**TEXT SHOWN:**
Thanks jsp, yeah I was glad to be out of there, I was starting to feel claustrophobic and Rod didn't help my puffing one of the E cigarets all over me, worse than fags haha


----------



## Jon6D (Mar 4, 2016)

Mikeymutt said:


> Glad you got to see it..sorry you had a bad experience.I never saw anyone in the two times I went..dubious methods by the farmer though.. it it's different when you are actually in that situation.easy to say different from the comfort of your chair.




Wasn't really a bad experience Micky, it added to the day really


----------



## Rubex (Mar 4, 2016)

I probably shouldn't laugh but pahahaha! What an experience lol an angry farmer, an irate woman, and the police! Brilliant! Very sneaky with the memory card Jon6D. Sounds like something I would do  excellent photos!


----------



## smiler (Mar 4, 2016)

I enjoyed your tale of exploring the toy cottage, saying it all part of the fun is a bit obvious, true though, Thanks


----------



## tazong (Mar 4, 2016)

Got to say that was a brilliant write up and i laughed my ass off reading through it lol - The one thing i love about urbex is the not knowing whats going to happen - what you will see and who you will meet.
It gets your ticker going just like when you were a little kid - just pure adventure and this story meets all those requirments.
Loved the pictures - loved the story - i toast my first beer of the night to you
Thanks for sharing


----------



## Jon6D (Mar 4, 2016)

tazong said:


> Got to say that was a brilliant write up and i laughed my ass off reading through it lol - The one thing i love about urbex is the not knowing whats going to happen - what you will see and who you will meet.
> It gets your ticker going just like when you were a little kid - just pure adventure and this story meets all those requirments.

**EXERCISE GOAL:**
Return the part of the forum thread starting with "Thanks jsp, yeah" and going on through "of your chair.", copied word for word.

[Image point annotation entries]
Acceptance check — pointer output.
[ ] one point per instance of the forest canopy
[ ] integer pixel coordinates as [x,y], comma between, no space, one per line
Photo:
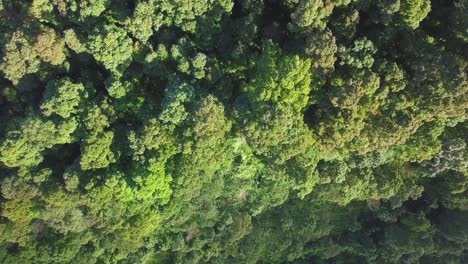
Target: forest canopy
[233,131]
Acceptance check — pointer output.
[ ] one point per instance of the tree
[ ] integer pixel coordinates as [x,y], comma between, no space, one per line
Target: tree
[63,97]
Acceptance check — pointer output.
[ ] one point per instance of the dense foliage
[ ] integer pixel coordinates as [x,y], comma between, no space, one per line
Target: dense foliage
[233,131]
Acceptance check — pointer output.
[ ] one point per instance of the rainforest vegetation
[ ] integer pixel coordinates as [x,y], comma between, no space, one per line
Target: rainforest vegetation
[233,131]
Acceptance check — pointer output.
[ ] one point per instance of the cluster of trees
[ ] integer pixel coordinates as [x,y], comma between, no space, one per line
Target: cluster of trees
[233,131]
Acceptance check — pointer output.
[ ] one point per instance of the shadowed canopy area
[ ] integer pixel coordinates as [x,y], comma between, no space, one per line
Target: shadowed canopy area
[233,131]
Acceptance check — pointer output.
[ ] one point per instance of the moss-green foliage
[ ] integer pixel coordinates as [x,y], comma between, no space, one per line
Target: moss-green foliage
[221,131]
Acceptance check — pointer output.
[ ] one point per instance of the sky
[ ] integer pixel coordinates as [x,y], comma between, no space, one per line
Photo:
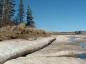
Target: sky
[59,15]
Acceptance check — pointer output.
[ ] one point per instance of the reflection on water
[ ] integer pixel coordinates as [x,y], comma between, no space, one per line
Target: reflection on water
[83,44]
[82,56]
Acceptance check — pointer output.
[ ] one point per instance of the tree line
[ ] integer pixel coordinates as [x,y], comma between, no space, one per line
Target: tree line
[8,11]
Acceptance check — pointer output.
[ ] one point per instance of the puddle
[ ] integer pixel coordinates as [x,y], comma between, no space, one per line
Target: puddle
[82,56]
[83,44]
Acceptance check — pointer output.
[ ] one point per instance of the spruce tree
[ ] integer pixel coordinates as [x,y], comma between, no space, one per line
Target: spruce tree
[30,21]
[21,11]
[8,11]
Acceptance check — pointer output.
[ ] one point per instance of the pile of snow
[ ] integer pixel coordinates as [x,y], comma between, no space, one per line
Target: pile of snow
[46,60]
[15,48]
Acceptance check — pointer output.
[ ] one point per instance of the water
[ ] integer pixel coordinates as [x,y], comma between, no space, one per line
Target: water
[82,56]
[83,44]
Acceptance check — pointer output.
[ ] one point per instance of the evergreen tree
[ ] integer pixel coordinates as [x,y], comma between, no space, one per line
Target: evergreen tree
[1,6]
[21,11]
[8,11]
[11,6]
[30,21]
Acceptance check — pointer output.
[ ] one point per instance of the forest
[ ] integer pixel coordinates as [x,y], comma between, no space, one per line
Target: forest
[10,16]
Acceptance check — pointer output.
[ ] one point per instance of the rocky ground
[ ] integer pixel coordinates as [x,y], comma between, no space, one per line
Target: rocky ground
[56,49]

**RESPONSE FOR THIS EXERCISE:**
Thanks jsp, yeah I was glad to be out of there, I was starting to feel claustrophobic and Rod didn't help my puffing one of the E cigarets all over me, worse than fags haha


----------



## Jon6D (Mar 4, 2016)

Mikeymutt said:


> Glad you got to see it..sorry you had a bad experience.I never saw anyone in the two times I went..dubious methods by the farmer though.. it it's different when you are actually in that situation.easy to say different from the comfort of your chair.